(INFORMATION PROVIDED begins)

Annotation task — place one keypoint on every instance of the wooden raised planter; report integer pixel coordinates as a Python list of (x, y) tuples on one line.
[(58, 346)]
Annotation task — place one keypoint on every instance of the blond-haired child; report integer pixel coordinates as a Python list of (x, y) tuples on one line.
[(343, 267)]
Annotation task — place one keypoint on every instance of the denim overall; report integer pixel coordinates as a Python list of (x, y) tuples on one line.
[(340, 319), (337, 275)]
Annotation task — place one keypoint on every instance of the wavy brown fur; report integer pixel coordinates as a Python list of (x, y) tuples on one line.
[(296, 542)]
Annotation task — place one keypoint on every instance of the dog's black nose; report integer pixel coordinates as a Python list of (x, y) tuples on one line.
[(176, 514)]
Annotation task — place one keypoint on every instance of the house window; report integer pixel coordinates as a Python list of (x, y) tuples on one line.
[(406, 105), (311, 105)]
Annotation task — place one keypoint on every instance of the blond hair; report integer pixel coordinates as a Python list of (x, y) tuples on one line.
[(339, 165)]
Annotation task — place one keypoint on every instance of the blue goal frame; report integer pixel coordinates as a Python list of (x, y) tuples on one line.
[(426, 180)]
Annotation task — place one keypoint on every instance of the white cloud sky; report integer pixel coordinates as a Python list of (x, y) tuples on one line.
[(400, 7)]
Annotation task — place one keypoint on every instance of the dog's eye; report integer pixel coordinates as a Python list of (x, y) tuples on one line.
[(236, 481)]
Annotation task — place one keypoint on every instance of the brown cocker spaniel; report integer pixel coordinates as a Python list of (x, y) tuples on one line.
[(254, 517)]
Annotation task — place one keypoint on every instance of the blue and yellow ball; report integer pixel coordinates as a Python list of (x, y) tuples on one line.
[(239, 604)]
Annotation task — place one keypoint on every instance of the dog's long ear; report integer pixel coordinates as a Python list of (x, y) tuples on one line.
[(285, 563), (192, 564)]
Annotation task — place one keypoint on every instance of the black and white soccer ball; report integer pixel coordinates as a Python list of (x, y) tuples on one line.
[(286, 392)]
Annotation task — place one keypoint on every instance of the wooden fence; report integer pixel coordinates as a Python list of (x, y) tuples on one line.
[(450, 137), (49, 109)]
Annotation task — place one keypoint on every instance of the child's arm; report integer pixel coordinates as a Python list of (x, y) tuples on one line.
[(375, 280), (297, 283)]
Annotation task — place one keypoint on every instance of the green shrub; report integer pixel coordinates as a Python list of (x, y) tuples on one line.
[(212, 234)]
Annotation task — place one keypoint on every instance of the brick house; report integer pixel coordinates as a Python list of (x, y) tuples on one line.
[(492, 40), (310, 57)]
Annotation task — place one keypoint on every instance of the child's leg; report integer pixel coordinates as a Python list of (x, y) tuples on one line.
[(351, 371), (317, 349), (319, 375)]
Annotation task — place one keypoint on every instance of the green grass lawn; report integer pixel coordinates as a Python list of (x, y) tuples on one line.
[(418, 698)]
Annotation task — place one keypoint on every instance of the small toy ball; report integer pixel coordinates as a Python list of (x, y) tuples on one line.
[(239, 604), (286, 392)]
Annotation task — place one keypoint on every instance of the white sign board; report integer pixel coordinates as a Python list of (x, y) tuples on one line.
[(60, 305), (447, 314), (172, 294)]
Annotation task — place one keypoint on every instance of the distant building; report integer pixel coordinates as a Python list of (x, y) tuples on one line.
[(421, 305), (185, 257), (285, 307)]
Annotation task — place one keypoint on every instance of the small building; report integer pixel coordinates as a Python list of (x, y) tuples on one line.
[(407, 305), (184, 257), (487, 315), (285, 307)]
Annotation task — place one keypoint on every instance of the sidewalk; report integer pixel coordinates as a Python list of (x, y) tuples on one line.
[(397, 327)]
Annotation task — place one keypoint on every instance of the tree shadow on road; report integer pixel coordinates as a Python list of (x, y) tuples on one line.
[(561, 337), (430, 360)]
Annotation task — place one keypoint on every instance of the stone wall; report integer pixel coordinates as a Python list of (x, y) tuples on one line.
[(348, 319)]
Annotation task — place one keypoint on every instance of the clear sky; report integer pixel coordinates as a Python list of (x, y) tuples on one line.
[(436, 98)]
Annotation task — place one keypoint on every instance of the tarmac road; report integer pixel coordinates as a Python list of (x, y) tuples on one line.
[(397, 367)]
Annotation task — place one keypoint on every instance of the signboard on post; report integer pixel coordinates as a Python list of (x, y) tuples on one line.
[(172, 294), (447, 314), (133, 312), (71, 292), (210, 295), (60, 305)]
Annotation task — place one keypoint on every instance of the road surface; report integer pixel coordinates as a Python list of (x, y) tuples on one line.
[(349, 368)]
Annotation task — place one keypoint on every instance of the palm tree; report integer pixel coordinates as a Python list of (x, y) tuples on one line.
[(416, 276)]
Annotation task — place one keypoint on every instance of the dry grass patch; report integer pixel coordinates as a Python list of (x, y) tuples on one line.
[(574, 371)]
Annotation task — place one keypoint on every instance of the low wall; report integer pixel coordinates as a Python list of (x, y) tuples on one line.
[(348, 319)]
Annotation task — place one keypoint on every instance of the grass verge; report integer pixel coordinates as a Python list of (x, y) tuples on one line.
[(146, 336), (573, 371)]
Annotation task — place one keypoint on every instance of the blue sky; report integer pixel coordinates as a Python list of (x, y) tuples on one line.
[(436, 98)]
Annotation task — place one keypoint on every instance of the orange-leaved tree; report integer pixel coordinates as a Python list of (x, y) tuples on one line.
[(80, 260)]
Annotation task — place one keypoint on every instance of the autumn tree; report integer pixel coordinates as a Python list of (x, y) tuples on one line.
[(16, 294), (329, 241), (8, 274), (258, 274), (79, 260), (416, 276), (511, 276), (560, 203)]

(INFORMATION PROVIDED ends)

## [TASK INSTRUCTIONS]
Transcribe, without alteration, the line that contains "of the orange-leaved" together with all lines after it in the listing above.

## [WRITTEN RESPONSE]
Annotation task — place one keypoint on every instance of the orange-leaved tree; report integer pixel coordinates as a Python list of (x, y) tuples on one line.
[(80, 260)]
Annotation task — place one keypoint on every instance of the autumn tree; report integer pixel coordinates as a Python list of (x, y) tuples on one line.
[(16, 294), (329, 241), (8, 274), (258, 274), (79, 260), (416, 276), (511, 276), (560, 203)]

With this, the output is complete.